(Data listing):
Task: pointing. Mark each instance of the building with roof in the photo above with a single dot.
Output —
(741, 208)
* * *
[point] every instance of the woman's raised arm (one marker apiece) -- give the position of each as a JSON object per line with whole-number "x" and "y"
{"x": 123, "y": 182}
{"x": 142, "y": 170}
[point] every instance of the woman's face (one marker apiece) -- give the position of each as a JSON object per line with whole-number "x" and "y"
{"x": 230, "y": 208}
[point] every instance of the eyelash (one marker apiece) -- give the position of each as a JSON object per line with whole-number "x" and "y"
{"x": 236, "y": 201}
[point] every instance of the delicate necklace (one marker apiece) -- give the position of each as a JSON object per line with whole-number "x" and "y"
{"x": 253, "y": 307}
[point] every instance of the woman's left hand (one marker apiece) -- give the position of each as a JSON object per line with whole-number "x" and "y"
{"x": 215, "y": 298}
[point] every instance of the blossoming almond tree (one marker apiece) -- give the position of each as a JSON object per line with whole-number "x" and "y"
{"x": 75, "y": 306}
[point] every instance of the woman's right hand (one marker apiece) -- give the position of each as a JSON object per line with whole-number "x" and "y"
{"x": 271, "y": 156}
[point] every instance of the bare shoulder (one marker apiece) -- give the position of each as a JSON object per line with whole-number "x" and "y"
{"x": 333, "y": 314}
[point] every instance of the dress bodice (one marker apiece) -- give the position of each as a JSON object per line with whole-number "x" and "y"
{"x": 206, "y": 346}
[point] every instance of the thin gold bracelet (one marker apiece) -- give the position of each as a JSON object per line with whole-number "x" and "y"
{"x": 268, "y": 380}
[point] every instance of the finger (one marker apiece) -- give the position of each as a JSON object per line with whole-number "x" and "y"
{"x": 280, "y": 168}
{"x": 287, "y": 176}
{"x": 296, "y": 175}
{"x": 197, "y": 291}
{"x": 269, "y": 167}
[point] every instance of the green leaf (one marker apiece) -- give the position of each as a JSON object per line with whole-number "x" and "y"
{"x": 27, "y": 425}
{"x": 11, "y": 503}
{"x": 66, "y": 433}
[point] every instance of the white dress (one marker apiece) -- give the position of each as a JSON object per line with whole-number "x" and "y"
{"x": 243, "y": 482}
--
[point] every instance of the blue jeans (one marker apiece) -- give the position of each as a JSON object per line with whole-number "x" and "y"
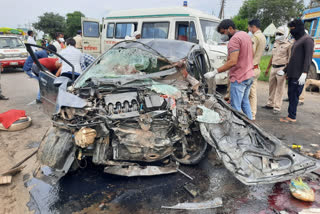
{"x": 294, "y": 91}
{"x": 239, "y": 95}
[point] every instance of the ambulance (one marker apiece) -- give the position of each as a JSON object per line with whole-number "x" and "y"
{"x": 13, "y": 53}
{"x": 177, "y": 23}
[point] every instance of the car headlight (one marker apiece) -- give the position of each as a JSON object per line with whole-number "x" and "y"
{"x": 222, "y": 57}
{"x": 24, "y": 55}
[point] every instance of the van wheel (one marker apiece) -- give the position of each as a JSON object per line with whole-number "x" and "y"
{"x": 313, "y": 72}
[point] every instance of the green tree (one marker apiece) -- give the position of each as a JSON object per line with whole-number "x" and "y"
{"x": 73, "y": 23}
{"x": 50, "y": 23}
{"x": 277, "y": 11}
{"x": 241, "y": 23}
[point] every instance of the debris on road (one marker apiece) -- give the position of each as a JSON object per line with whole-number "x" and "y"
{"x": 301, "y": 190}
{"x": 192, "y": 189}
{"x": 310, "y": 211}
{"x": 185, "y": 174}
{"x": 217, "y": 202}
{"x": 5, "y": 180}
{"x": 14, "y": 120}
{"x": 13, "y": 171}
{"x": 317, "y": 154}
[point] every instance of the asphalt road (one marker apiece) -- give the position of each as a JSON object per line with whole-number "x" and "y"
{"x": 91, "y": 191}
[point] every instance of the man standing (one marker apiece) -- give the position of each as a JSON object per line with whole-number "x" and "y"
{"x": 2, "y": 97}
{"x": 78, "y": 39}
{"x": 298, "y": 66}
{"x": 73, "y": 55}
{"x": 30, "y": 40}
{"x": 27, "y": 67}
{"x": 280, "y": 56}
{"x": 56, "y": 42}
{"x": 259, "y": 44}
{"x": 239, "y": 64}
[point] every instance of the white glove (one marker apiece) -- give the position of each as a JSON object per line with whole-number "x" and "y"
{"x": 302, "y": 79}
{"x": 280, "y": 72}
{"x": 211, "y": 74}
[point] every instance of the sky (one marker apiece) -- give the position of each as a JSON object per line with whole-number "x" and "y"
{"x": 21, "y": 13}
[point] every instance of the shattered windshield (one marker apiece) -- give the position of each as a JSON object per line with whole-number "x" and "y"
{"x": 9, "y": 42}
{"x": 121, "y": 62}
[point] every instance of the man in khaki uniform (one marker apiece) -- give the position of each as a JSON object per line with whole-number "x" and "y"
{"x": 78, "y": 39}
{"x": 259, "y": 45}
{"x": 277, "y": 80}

(Requirements):
Filter the lines above, keeping only those that contain the string "tree", and copy each one you keep. Treat uppercase and lowercase letters as different.

(Finished task):
[point] every instance of the blossoming almond tree (one marker apiece) -- give the position of each as a JSON object per line with whole-number "x" and "y"
[point] every instance of the green tree (one marker apiece) -- give the position of each as a JSON object per line with whole-number "x" and "y"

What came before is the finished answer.